TASK MATERIAL:

---------------

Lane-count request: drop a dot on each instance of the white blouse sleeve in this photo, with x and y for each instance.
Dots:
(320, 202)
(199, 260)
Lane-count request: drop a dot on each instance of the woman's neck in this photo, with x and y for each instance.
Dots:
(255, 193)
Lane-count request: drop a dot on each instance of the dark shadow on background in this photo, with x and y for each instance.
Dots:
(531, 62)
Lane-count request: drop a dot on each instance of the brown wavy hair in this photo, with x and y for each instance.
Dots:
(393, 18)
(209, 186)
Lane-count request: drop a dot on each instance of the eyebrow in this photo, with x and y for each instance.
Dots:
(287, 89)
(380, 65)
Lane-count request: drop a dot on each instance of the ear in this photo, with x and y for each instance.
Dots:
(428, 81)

---------------

GOAL:
Write out every line of the listing above without changing a single word, mark, or number.

EXERCISE OUTPUT:
Lane-count request: drop a dot on each instance of the white blouse sleeve in this photo, with x and y for each instance.
Dots:
(320, 202)
(199, 260)
Lane-count request: drop a dot on each instance of the woman's neck in this photo, with x and y for each instance.
Dots:
(255, 193)
Lane-count request: drop a dot on each instance of the dark shadow on background in this photo, with x and y for each instance.
Dots:
(531, 62)
Lane-count request: drop a dot on each instance of the brown wavy hair in this photo, with x and y for each instance.
Dots:
(393, 18)
(209, 186)
Lane-count request: drop a dot on each instance of the eyebrow in this photo, with x and y for each instance.
Dots:
(287, 89)
(380, 65)
Lane-count request: drop a dot on each instance of the ear in this photo, with x and y for each instance.
Dots:
(428, 81)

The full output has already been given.